[SOURCE TEXT Boundary: Start]

When the British colonial rulers partitioned India before granting independence to the jewel in the crown, the two newly created countries began on a fresh note. Some said that Pakistan had been granted an unfairly favourable deal in terms of fertile land and infrastructure set up by the Border Commission headed by Sir Cyril Radcliffe. While that argument is done and dusted, where the two nations headed to from there does hold importance now.
Pakistan began with better indicators of social growth and prosperity, as compared to India.
Its children had a better expectancy of survival at birth and lower infant mortality rate. Pakistan, till 1971 had a mortality rate per 1000 live births, and ran neck-and-neck with India (135/1000) till the slide began. Now Pakistan’s infant mortality rate is sadder and higher at 61 to India’s 31.
The life expectancy of an average Pakistani was pegged higher than an average Indian. An Indian hoped to live an average age of 41 in 1947, a Pakistani could look at an average of 46. Now that same figure stands at 69 and 66 respectively in India’s figure.
India had a lower GDP than Pakistan in 1947. In 1960 too, Pakistan’s GDP was nearly 6 per cent against India’s 3.6 per cent. In a reversal of growth fortunes, Pakistan’s FY 19 figures plummeted to 3.3 per cent while India’s are pegged at 6.6 per cent.
The Indian and Pakistani Rupee began at par with the dollar in 1947. Today the Pakistani Rupee is 160 to a dollar and India is 71.
Pakistan and India have been struggling to maintain forest cover, as are other nations across the world. But India seems to have now gained a huge headstart on increasing its forest cover while Pakistan is worried about its dwindling green assets. From almost 3.2 per cent of its area under forest cover in 1960, Pakistan has been steadily losing its green cover and now only 1.8% of its land area is forested. The billion-tree planting drive that it undertook recently, also demands intensive sustenance which is suspect at the moment. On the contrary, India’s forest cover, from 21.05% in 1960 has gone up to nearly 24%.
What has undone the Pakistan story?
Basically, the Islamic nation has been done in by its Kashmir obsession and its hefty spendings on military matters. While still holding a major part of what was once the princely state of Jammu and Kashmir that had legally acceded to India in 1947, Pakistan is choking the fortunes of the Kashmiris and that of the Pakistani generations by focussing (initially covertly and now overtly) on its pipedream “Kashmir Banega Pakistan”.

[SOURCE TEXT Boundary: End]

• **WORK ORDER 1**
According to the article comparing India and Pakistan since partition, what share of Pakistan's land area is forested now?
• **WORK ORDER 2**
Carry on the article comparing India and Pakistan since partition, beginning right after its final sentence.

[GIVEN RECORDS Boundary: Start]

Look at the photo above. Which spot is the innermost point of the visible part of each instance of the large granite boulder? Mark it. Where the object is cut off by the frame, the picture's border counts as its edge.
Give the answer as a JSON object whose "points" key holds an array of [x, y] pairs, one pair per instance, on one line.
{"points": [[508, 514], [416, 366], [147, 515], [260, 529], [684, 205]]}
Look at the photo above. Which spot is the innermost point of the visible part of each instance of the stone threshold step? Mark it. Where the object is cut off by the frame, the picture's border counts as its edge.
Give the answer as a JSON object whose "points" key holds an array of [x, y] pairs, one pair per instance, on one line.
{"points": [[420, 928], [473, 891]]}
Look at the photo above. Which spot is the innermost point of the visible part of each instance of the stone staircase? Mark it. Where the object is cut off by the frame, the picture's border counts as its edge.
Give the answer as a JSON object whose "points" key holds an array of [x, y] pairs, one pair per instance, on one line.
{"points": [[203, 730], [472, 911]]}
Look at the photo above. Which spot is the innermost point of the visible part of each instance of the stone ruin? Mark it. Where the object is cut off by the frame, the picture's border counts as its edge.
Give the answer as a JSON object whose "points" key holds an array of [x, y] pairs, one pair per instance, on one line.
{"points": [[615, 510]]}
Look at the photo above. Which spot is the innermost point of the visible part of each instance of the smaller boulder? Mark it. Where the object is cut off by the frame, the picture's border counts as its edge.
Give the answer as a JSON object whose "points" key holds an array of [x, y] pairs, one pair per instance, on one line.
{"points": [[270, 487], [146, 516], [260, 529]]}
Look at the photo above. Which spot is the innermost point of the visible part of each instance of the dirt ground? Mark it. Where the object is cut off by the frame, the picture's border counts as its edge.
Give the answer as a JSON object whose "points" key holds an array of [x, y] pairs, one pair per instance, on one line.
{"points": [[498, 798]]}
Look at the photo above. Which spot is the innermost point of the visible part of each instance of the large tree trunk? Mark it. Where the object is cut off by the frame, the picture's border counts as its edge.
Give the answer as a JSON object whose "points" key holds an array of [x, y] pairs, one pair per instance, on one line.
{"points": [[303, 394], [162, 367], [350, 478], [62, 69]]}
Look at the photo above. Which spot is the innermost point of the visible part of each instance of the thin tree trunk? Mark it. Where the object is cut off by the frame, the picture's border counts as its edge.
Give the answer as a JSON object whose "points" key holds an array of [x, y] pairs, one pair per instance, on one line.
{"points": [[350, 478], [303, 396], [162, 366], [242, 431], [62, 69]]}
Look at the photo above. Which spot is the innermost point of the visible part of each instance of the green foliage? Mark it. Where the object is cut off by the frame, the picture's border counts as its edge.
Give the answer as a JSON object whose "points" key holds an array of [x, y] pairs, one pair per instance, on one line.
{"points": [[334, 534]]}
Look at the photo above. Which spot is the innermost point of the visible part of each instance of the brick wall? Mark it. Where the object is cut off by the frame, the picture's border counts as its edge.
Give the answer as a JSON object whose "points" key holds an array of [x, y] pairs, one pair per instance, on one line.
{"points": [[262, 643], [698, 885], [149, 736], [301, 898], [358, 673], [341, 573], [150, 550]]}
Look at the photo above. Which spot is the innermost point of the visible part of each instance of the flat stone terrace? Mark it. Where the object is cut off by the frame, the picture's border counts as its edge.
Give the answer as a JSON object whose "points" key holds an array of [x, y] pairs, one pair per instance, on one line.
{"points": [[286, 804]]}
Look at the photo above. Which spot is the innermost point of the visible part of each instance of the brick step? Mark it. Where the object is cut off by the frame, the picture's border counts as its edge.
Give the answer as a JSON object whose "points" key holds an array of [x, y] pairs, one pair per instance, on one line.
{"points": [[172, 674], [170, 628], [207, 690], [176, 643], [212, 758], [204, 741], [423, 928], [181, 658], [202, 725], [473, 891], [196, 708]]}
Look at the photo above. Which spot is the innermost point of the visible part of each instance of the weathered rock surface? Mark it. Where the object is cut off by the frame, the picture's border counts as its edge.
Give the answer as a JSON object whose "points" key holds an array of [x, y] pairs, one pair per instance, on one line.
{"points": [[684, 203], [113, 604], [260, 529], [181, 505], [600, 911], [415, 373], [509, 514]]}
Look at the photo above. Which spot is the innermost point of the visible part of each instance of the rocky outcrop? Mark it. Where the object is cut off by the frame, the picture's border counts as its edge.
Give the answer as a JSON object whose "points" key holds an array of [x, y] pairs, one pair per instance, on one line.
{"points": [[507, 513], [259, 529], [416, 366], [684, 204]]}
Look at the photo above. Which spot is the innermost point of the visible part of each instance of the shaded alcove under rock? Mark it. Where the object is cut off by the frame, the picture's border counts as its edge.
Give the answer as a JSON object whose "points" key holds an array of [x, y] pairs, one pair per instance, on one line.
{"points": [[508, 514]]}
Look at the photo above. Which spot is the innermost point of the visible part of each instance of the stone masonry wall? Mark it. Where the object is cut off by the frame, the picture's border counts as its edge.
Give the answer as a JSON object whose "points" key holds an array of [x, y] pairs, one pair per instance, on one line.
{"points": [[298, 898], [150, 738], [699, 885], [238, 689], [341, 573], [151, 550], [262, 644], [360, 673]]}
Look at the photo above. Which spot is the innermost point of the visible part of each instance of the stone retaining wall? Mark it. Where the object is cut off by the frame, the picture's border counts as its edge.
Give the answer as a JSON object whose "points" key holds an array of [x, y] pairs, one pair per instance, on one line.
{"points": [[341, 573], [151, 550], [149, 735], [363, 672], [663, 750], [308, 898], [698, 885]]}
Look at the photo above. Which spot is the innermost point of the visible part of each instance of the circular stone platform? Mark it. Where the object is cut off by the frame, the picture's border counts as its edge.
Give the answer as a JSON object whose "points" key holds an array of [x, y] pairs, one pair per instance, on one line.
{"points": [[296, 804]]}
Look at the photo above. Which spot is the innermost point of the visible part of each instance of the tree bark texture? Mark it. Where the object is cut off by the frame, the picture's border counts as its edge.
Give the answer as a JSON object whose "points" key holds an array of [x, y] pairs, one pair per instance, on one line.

[GIVEN RECORDS Boundary: End]

• **WRITTEN RESPONSE 1**
1.8 percent.

• **WRITTEN RESPONSE 2**
Subsidies are supposed to be sops that help the uplift of those trapped in the lower rungs of the poverty scale. While only 9 per cent of India’s total Budget is earmarked for subsidies, Pakistan trusts 4 per cent allocation for the subsidy to do the job. Now let us look at the defence budget allocation of both these nuclear-armed countries. India’s defence budget accounted for 8 per cent of the GDP, but keeping the India bogie alive, Pakistan earmarks 17 per cent for defence spendings.
The terror-related activities and the various organisations that they like to call ‘good terrorists, bad terrorists’ have not done any good for their reputation. The FATF has already sounded off Pakistan on showing improvement on cutting out all terror-funding activities or face international blacklisting soon.
While India prides itself in its space research initiatives through the Indian Space Research Organisation, the IT sector jobs and education centres, the industrial power-houses and Bollywood as well as robust regional cinema… our western neighbour has no educational institution or industrial brand that is known across the world.
Indian diaspora across the world graces positions of power in MNCs and IT majors. Pakistan is struggling to make the Gulf nations accept its doctors and the validity of their MBBS and MS/MD degrees.
Not a matter for India to rejoice, we need a prosperous Pakistan ::
A healthy neighbourhood also means a healthy India. India has always rooted for a prosperous Pakistan. Pakistani citizens would often travel to India for jobs, Bollywood contracts, even medical aid and treatment. But when the Pakistani army kept snatching the power reins in Islamabad, its motto of bleeding India with a 1000 cuts did not augur well with the synergy of cultural exchange.
Sadly, Pakistani schools and influencers indoctrinate children that India is an enemy nation. So, wish as we may, to see Pakistan rise from this abysmal state of affairs, the writing on the wall is not very encouraging.